[Your instructions]
Return exactly, and only, the lines from the line containing "positive clicks: (118, 317)" through the final line of the records below, both included.

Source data
_ _ _

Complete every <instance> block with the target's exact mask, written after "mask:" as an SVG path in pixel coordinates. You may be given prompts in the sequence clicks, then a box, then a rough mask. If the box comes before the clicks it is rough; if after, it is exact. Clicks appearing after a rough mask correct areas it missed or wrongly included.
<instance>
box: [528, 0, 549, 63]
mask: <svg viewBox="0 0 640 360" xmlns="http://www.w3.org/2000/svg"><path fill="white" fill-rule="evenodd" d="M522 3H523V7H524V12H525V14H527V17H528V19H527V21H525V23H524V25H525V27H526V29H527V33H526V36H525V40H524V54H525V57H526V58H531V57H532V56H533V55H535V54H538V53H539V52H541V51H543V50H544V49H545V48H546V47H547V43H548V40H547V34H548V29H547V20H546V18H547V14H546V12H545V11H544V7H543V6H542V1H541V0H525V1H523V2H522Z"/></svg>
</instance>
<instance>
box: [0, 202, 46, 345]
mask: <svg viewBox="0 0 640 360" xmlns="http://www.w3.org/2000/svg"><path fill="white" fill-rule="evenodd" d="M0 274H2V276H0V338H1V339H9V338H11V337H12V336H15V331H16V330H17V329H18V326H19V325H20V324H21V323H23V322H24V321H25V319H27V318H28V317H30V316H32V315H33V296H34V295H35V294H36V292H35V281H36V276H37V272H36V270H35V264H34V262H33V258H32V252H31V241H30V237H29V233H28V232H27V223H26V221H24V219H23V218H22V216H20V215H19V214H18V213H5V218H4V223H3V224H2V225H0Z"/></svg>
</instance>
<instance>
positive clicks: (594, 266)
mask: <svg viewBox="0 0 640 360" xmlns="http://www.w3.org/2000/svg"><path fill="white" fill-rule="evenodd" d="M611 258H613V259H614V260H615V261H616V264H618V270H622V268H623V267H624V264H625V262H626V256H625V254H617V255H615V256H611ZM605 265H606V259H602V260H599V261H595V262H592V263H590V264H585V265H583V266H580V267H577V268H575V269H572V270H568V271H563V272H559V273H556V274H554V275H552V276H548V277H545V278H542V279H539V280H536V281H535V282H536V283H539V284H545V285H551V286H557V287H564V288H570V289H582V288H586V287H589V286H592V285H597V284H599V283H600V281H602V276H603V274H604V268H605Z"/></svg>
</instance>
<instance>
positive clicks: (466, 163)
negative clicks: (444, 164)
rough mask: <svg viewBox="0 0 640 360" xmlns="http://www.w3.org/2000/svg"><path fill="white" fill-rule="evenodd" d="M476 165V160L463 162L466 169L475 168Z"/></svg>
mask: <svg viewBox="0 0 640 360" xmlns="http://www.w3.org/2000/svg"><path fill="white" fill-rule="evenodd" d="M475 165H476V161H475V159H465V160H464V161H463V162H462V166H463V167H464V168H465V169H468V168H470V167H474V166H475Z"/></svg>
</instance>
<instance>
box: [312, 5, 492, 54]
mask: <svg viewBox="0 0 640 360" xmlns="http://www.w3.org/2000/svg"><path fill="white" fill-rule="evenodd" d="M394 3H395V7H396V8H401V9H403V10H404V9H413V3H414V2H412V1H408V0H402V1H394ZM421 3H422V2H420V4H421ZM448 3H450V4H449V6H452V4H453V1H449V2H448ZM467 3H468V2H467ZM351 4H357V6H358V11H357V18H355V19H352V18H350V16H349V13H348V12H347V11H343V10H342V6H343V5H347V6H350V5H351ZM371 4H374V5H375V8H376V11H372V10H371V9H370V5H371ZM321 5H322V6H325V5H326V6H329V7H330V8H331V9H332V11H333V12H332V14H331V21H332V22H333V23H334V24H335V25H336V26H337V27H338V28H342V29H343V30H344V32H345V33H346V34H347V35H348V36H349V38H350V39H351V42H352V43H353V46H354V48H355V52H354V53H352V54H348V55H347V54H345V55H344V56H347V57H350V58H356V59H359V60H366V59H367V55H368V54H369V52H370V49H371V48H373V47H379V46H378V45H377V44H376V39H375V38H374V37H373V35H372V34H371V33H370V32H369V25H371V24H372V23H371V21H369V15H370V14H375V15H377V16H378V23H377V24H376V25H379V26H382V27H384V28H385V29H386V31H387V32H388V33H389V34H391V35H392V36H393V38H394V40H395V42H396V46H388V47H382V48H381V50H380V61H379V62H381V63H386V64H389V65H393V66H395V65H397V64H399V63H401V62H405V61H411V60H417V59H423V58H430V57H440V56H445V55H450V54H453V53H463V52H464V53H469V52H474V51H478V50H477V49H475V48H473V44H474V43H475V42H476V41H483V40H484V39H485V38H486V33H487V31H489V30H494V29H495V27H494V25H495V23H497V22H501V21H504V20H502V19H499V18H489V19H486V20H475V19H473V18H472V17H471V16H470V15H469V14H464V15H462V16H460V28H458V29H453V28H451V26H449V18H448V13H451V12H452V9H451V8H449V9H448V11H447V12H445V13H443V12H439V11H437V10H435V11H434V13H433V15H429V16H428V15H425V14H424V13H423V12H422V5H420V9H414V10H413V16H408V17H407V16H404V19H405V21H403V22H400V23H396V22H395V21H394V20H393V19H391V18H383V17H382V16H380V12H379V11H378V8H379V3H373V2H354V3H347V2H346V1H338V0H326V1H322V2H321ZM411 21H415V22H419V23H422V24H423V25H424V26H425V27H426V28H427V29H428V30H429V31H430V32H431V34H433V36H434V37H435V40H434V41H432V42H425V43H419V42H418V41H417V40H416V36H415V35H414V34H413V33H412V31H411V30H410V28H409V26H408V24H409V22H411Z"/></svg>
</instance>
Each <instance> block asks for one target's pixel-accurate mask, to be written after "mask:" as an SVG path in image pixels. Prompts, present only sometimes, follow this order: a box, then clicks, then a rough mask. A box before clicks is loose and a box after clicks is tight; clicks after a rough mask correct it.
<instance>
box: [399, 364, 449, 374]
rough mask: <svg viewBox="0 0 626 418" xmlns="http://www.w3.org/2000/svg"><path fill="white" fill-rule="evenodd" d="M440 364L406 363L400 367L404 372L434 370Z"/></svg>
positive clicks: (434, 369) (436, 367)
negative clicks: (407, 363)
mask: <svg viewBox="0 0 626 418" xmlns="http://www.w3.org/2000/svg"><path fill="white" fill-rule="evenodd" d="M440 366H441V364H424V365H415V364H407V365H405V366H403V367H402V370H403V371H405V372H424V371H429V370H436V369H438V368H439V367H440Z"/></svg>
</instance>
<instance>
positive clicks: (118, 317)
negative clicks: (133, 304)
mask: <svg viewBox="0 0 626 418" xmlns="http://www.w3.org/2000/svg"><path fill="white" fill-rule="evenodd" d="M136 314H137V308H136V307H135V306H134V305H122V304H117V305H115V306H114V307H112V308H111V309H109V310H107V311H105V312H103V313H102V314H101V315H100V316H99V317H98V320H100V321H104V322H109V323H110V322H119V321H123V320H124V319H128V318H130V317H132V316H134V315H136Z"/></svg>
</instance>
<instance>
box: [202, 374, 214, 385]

_ _ _

[Your solution]
positive clicks: (118, 317)
negative clicks: (133, 304)
mask: <svg viewBox="0 0 626 418" xmlns="http://www.w3.org/2000/svg"><path fill="white" fill-rule="evenodd" d="M136 314H137V308H136V307H135V306H134V305H122V304H117V305H115V306H114V307H112V308H111V309H109V310H107V311H105V312H103V313H102V314H101V315H100V316H99V317H98V320H100V321H104V322H109V323H110V322H119V321H123V320H124V319H128V318H130V317H132V316H134V315H136Z"/></svg>
</instance>
<instance>
box: [202, 374, 214, 385]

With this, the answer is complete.